Records shown —
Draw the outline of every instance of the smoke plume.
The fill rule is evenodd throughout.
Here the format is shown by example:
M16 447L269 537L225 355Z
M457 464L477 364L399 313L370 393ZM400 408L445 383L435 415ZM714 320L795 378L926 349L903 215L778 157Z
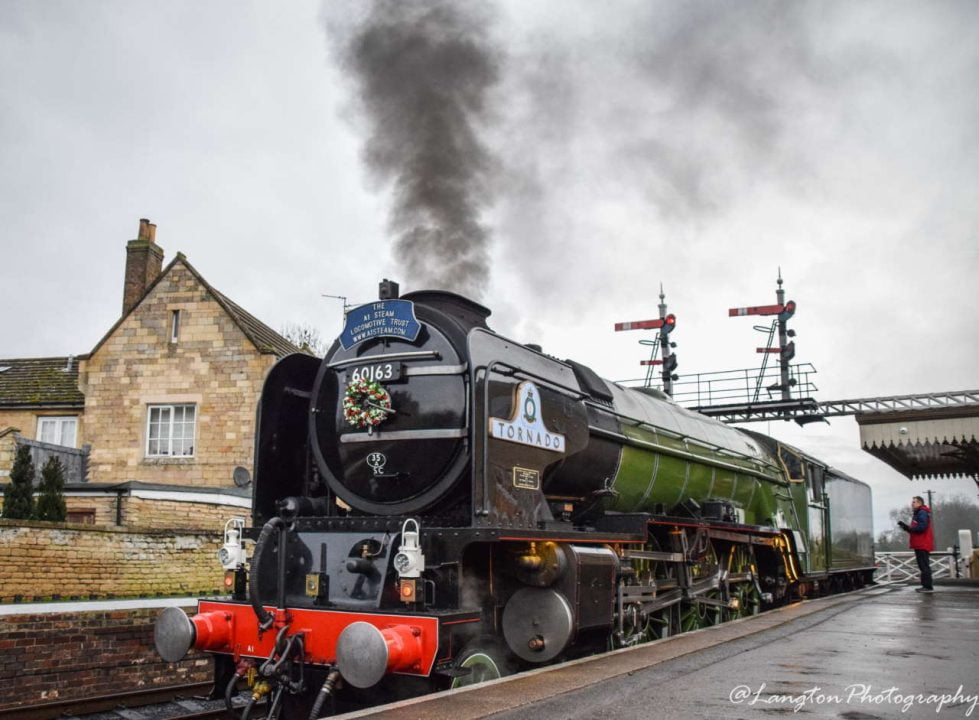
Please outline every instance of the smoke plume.
M495 171L481 138L499 59L477 3L374 0L331 28L370 132L364 156L391 183L389 226L408 284L479 297L490 234L480 221Z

Written request — Rewrite all the records above as a JSON list of strings, one string per line, with blank lines and the pictures left out.

Answer to the task —
[
  "Draw the outline of every instance of the smoke plume.",
  "The fill rule is evenodd throughout.",
  "Here the format is shown by example:",
  "M16 447L269 537L225 355Z",
  "M457 464L477 364L399 313L370 393ZM400 408L445 383L435 415ZM714 320L795 378L926 349L903 215L778 157Z",
  "Please outline every instance of the smoke plume.",
  "M495 171L481 138L499 59L477 3L374 0L331 28L370 132L364 156L391 183L389 226L408 284L479 297L490 234L480 221Z"
]